[What the task asks] Write an exact copy of the entries below that leaves out all pictures.
** Opening Supplied information block **
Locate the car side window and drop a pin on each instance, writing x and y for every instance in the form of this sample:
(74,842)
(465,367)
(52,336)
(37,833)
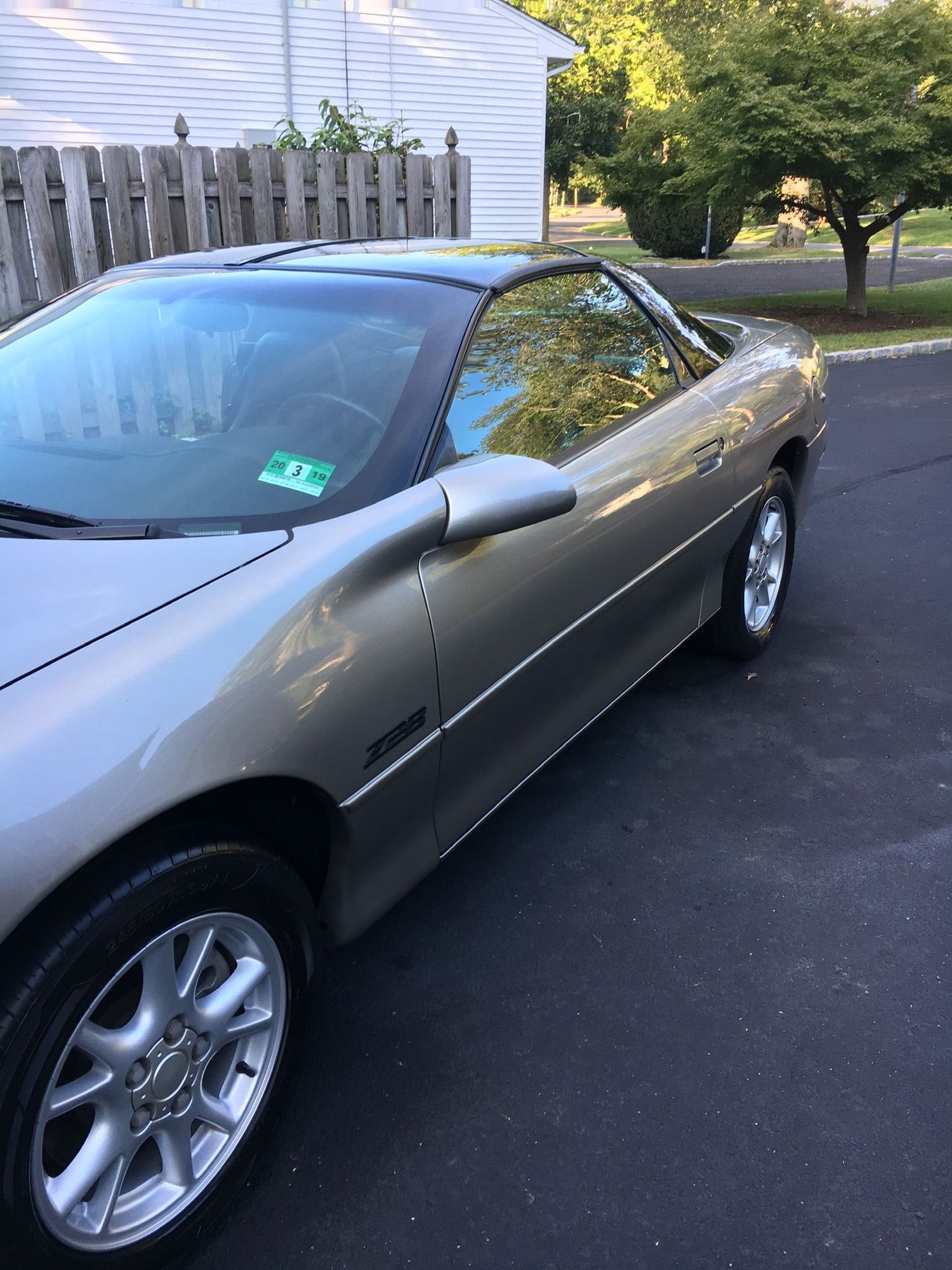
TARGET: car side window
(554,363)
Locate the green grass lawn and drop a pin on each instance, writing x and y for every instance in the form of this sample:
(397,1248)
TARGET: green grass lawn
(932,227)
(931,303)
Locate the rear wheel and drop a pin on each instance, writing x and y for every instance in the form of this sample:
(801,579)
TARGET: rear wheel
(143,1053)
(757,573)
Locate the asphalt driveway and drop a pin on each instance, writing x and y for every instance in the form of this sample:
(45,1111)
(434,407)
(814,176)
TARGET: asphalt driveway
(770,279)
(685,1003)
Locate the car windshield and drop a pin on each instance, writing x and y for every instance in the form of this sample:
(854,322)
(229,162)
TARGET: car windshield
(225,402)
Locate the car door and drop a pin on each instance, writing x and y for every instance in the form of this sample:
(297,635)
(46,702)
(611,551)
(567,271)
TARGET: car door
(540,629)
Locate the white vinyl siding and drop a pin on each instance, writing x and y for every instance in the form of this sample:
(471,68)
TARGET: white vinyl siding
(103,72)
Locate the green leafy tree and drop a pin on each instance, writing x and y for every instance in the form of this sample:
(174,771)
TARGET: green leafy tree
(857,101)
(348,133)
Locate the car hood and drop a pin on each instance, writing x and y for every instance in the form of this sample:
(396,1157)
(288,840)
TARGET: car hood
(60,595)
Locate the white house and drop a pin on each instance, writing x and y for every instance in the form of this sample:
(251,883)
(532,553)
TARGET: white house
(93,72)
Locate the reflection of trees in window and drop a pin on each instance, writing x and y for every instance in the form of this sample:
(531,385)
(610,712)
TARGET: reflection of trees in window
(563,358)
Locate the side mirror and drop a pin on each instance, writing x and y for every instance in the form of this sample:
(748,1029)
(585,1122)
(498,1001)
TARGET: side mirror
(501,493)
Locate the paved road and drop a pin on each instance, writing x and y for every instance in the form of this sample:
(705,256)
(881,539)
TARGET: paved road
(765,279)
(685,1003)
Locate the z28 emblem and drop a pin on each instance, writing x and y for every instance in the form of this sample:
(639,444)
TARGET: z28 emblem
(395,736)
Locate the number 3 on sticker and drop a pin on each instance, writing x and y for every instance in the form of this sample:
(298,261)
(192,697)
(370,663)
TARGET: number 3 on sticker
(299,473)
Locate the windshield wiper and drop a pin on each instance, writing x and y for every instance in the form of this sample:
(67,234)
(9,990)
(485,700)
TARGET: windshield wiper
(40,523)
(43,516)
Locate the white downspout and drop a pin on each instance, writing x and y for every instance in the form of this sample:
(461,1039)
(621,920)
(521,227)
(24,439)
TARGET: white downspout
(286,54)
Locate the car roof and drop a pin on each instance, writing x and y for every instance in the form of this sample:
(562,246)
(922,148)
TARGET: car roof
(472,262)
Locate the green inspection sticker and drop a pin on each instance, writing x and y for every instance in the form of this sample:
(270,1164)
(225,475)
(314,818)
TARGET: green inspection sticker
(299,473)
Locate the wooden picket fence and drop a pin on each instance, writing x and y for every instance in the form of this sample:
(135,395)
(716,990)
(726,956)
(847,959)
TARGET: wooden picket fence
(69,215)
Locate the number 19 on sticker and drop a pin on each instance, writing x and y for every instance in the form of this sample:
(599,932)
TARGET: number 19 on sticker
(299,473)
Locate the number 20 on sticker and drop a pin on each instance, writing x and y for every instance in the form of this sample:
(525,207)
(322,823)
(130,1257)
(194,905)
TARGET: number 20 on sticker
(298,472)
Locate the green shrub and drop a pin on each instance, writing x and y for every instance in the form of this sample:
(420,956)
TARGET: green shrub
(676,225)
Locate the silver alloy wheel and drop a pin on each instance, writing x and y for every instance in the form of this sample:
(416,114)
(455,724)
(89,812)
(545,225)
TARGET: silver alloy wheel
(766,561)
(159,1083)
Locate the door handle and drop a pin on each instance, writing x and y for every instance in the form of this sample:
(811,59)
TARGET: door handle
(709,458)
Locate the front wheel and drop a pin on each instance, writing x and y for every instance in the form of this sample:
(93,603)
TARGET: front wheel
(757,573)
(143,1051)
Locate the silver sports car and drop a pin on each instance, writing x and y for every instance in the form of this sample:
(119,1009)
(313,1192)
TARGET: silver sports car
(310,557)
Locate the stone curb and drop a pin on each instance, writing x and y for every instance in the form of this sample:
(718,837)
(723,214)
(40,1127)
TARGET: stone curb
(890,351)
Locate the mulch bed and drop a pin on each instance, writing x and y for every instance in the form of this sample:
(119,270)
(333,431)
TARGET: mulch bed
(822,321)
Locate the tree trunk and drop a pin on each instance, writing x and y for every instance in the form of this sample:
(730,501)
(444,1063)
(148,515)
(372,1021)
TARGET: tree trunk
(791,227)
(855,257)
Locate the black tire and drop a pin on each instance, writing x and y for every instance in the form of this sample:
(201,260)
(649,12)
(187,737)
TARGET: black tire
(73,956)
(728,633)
** Closing Supplied information block **
[Task output]
Locate the car side window and drop a pin on each instance, writing x and y for every instance in the form of this sample:
(74,842)
(465,367)
(52,336)
(37,833)
TARGET: car side window
(554,363)
Locate the green grass lawn and drop a pin on each instance, writing x and y for every instance in the form of this sample:
(397,1248)
TARGET: green grass lawn
(932,227)
(931,303)
Locate the rear wheel and drop a pin on each instance, writing x and y for every instance in the form of this sample:
(801,579)
TARGET: rear wheel
(143,1053)
(757,573)
Locate the asphalt driveway and drop a pin on each instance, writing x and y for every instance in the form of this sample:
(45,1111)
(434,407)
(814,176)
TARGET: asphalt driveway
(770,279)
(685,1003)
Locate the car windshield and drop a pin on each instance, writing x and y for every instance in the form of this sample:
(854,322)
(229,162)
TARGET: car windshield
(225,402)
Locate the car door and drop a pin on each instance, writing x and y for every instance in the form of this sample:
(297,635)
(46,702)
(611,551)
(567,271)
TARGET: car door
(540,629)
Locate the white vinyl siding and drop a pin on each instance, writing x and y for every instance in the form of this sample:
(471,68)
TARGET: white vinyl siding
(103,72)
Locate the green leafy tree and drop a pin on each instance, writing x and y for every instance in the form of this sample:
(174,771)
TARGET: green leafy tree
(857,101)
(348,133)
Locate the car hood and drop a pin on each instance, writing x and y for every instance in the form of this sample:
(396,1157)
(288,840)
TARGET: car hood
(60,595)
Locate the white house and drop a pin on each instance, writing x and y for every instance in the form of this sample:
(251,883)
(532,553)
TARGET: white house
(93,72)
Locate the reflection of trees in window and drop a pin on each instance, writing x and y for every instance in the form of this sample:
(531,385)
(610,712)
TARGET: reflection of trees in window
(563,358)
Locate the side mirror and drop a pin on each instance, writing x and y for every instance in the form of this sample:
(748,1029)
(585,1122)
(498,1001)
TARGET: side mirror
(501,493)
Locate the paved road and drop a pin on each instance, writing x and y for every instance in the form of this sample:
(705,256)
(881,539)
TARGET: paved road
(765,279)
(685,1003)
Locate the z28 emblem and drop a pin on each instance, writing x and y for every instance in the form of this sample:
(639,444)
TARGET: z28 emblem
(395,736)
Locate the number 3 on sticker and drop a pin on each instance, writing x and y for every instance in the form of this sample:
(298,261)
(192,697)
(370,663)
TARGET: number 3 on sticker
(299,473)
Locate the windshield wiper and drop a pin on each instance, writing x and y for every instance in the form of this sample:
(67,234)
(9,990)
(485,700)
TARGET: windshield wiper
(40,523)
(43,516)
Locate the white downspout and drop a pin on each instance, writing x and y for every instance in the form of this sample:
(461,1039)
(621,920)
(521,227)
(24,439)
TARGET: white downspout
(286,54)
Locate the car roof and drop a pin on each instance, writing x and y for every instance in the form of this sample:
(562,246)
(922,148)
TARGET: car roof
(472,262)
Locate the green inspection sticker and drop a pin on each instance, writing x and y for every instance in the form of this sample:
(270,1164)
(225,475)
(314,818)
TARGET: green inspection sticker
(299,473)
Locate the wooden picket fence and drop a pin on each instance, writing x and y for every instance in the form of this sample:
(135,395)
(716,990)
(726,956)
(847,959)
TARGET: wooden picket fence
(69,215)
Locate the number 19 on sticker and drop a pin on each instance, writing x and y for every instance in the form of this sample:
(599,932)
TARGET: number 19 on sticker
(299,473)
Locate the number 20 on sticker and drop a pin on each instance, writing x and y for every instance in the form of this sample:
(525,207)
(322,823)
(130,1257)
(194,905)
TARGET: number 20 on sticker
(298,472)
Locate the green shrub and drop a pin on each instance, writing x and y for every instance in the form of this sample:
(420,956)
TARGET: green shrub
(676,225)
Locate the silver alloy wheel and drop a pin on each instance, writing x and y for every instance in the form of this sample:
(416,114)
(455,724)
(89,812)
(545,225)
TARGET: silver alloy wheel
(766,561)
(159,1083)
Locate the door handle and drop a pin on each instance, writing x and y for every instance in the form of this sample:
(811,59)
TARGET: door handle
(709,458)
Locate the front wheel and drop a pin on each instance, writing x and y for every instance in the form of this sample:
(93,603)
TARGET: front wheel
(757,573)
(143,1051)
Locate the silver sports car and drop a pin on each instance, writing x and y for every instance in the form of this sample:
(119,1009)
(313,1192)
TARGET: silver sports car
(310,557)
Locate the stone curb and drop a pin on each instance, writing x and y for every instance in the form of this sample:
(718,837)
(723,214)
(40,1127)
TARGET: stone curb
(890,351)
Locate the mulch bed and drop a pin on each instance, writing x and y for every instance in the form of this sample:
(119,270)
(333,431)
TARGET: mulch bed
(822,321)
Locate the tree trunk and drop a pin on each instance, writing x and y for every instance in the form of this sample:
(730,501)
(444,1063)
(148,515)
(372,1021)
TARGET: tree trunk
(791,227)
(855,257)
Locate the black tire and drop a pin on each instance, writing x and y for every instance in the form of this sample:
(201,260)
(649,12)
(187,737)
TARGET: black tire
(73,956)
(728,633)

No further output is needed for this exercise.